[Stored items from a collection]

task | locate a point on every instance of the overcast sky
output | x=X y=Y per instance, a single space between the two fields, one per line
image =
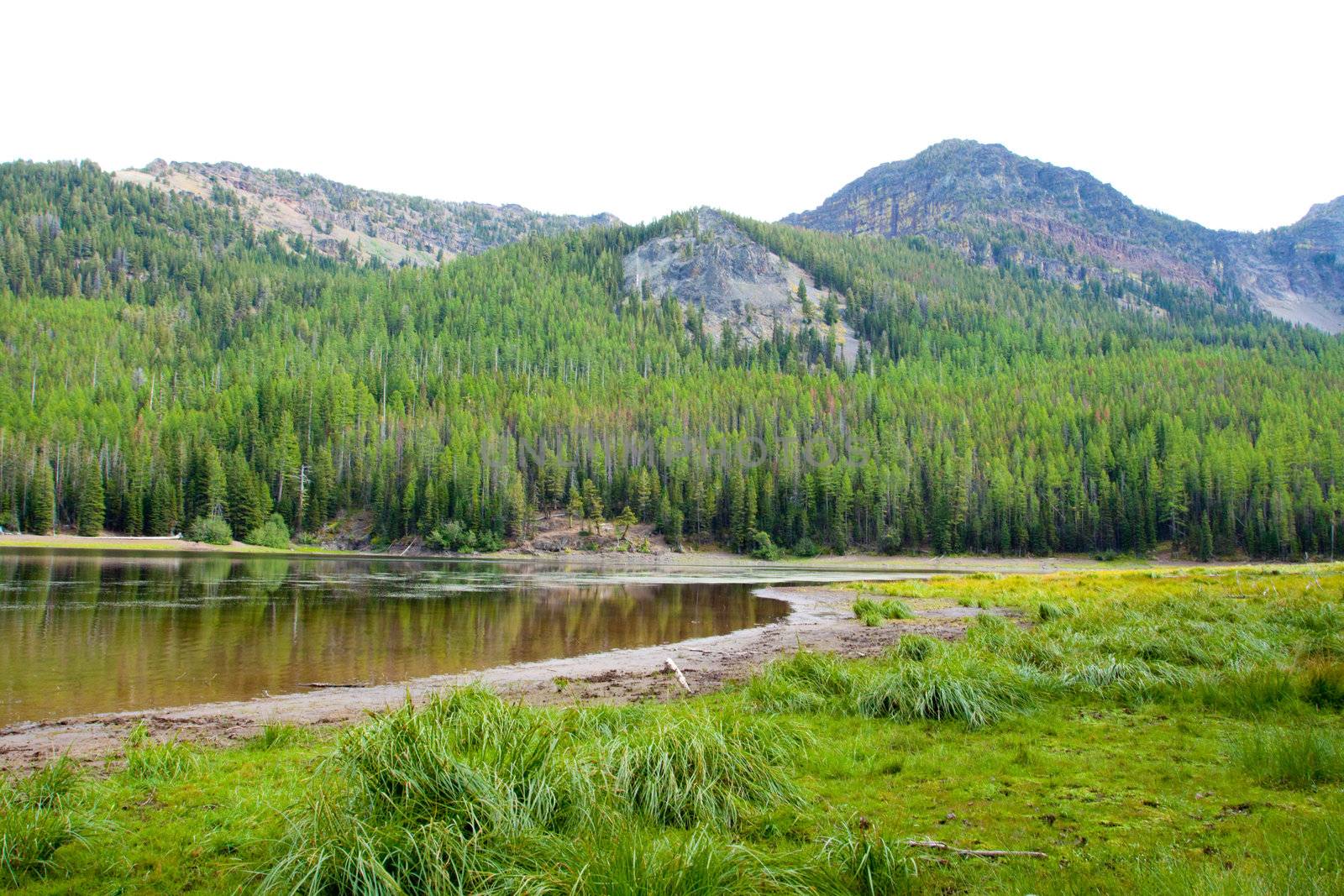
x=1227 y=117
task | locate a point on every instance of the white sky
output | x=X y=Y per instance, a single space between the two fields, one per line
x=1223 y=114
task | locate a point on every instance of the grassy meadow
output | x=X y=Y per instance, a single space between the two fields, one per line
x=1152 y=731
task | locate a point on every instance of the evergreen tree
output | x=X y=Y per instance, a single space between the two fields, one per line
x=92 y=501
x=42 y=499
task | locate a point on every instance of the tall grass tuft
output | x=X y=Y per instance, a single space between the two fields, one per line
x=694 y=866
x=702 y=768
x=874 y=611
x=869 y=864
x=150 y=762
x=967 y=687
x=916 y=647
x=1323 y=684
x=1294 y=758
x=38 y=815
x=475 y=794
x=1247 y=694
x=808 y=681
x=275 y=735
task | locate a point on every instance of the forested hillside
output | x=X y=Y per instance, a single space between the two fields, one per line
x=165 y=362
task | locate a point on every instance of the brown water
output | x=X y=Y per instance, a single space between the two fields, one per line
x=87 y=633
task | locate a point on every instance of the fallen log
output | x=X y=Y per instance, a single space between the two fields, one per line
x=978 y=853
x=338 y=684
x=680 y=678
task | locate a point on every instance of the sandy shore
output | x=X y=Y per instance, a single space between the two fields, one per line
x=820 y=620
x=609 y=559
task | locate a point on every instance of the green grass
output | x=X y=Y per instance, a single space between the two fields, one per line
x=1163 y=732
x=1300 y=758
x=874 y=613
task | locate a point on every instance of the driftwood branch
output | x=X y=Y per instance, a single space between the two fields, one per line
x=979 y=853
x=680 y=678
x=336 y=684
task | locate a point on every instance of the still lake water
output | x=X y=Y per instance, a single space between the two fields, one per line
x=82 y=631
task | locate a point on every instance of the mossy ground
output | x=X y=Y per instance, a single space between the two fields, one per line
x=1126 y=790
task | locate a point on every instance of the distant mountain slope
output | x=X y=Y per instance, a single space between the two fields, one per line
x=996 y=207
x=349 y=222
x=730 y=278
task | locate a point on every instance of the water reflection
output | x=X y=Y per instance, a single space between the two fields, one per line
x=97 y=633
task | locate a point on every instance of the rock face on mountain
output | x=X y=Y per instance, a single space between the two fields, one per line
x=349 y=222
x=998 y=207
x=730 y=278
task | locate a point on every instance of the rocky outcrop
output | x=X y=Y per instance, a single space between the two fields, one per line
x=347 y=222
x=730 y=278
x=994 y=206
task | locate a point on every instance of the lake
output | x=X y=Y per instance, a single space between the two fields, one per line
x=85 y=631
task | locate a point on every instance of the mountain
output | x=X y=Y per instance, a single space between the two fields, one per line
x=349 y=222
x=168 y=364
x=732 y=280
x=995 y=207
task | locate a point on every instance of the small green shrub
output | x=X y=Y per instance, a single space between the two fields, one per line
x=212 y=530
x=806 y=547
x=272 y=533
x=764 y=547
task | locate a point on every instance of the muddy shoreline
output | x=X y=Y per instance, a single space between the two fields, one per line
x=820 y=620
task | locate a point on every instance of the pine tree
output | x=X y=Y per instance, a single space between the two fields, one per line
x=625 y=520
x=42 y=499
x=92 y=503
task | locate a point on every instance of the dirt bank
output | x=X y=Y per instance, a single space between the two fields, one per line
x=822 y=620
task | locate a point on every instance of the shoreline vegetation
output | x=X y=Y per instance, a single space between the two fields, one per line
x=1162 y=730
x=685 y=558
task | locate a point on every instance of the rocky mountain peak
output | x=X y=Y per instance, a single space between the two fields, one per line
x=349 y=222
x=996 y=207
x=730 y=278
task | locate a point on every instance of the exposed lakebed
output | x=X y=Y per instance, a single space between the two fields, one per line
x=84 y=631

REQUIREMENTS:
Scale the lines between the line holding "task | locate a point on every instance of the evergreen" and the line holding "x=1126 y=790", inclusive, reproducing every line with the requests unchanged but multiplying each x and y coordinate in the answers by 0.6 and rounding to the nearest whole number, with halves rounded up. Present only those lines.

RESULT OF THIS EXERCISE:
task | locate a point on every instance of the evergreen tree
output | x=X y=Y per instance, a single space between the two fields, one per line
x=55 y=301
x=25 y=299
task | locate a point on every instance of the tall grass tuft
output | x=X y=Y per instance, a single space between the two fields, one per line
x=416 y=520
x=421 y=461
x=524 y=367
x=521 y=518
x=90 y=457
x=580 y=412
x=550 y=388
x=794 y=410
x=776 y=455
x=23 y=489
x=285 y=476
x=748 y=416
x=485 y=409
x=165 y=441
task | locate a point on every instance of the forested hillside
output | x=X y=Y per instance, a single space between the two fields, one per line
x=99 y=217
task | locate a point on every instance of the brown water
output | x=X y=Y per instance, a single space between the two fields, one per line
x=52 y=380
task | locate a point on every instance of the fallen log
output | x=X y=Y per instance, a single space between the two fields, one per line
x=587 y=512
x=203 y=410
x=408 y=407
task | locate a point on every instance of the sandy shore
output | x=X y=Y per instance, a single space between the two fields, one per line
x=492 y=372
x=365 y=335
task | locate a point on every instance of the green grass
output | x=X y=Y per instance, a single space between the two fields, one per line
x=698 y=439
x=780 y=455
x=524 y=368
task | locate a point on every instance of the driftwood branch
output | x=X y=Y per instance, a single space between the two fields, one per line
x=587 y=512
x=408 y=407
x=202 y=410
task | locate a point on every instance of the still lake water
output | x=X y=Y per instance, a single space between the two fields, one per line
x=49 y=379
task | locate a point on every instance of the mossy ground
output | x=X y=Y per instance, a single space between the two fields, one per line
x=676 y=474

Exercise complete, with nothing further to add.